* _WRITTEN INSTRUCTION_
Pick out and copy each line in the items below that contains the word "plowed". Match case exactly.

* _DATA PROVIDED_
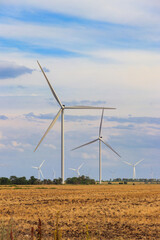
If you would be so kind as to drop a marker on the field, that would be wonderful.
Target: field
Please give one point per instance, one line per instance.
(84, 212)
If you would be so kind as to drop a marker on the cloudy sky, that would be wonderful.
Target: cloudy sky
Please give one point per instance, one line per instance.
(100, 53)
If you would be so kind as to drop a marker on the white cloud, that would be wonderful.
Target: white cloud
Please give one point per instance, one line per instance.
(135, 12)
(50, 146)
(89, 156)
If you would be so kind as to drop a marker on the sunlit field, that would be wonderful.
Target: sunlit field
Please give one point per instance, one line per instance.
(82, 212)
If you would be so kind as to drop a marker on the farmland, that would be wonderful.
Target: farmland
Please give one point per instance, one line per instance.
(83, 212)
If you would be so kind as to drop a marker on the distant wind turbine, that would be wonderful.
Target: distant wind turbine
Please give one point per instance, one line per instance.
(100, 139)
(134, 167)
(39, 170)
(77, 170)
(54, 174)
(61, 111)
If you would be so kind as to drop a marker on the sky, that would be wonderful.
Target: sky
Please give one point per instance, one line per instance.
(99, 53)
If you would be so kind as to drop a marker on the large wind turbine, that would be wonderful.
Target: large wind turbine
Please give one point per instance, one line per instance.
(39, 170)
(100, 139)
(61, 111)
(134, 167)
(77, 170)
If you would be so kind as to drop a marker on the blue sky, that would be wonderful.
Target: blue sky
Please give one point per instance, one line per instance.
(94, 53)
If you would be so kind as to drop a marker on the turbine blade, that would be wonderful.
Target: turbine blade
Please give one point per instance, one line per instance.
(100, 127)
(52, 90)
(139, 162)
(109, 147)
(128, 163)
(87, 107)
(41, 164)
(80, 166)
(85, 144)
(50, 126)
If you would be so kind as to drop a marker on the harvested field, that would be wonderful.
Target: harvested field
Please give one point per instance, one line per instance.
(109, 211)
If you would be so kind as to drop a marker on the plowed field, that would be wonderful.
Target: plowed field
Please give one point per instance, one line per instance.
(108, 211)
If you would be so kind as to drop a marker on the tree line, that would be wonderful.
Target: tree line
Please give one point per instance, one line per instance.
(13, 180)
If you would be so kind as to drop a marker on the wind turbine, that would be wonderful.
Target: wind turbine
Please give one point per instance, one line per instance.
(134, 167)
(54, 174)
(100, 139)
(77, 170)
(40, 171)
(61, 111)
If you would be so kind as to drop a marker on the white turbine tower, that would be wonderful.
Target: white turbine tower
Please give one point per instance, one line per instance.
(61, 111)
(134, 167)
(77, 170)
(54, 174)
(100, 139)
(39, 170)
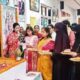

* _FINAL RESULT_
If you would be so kind as to drop a marker on the plowed field, that would be wonderful.
Target: plowed field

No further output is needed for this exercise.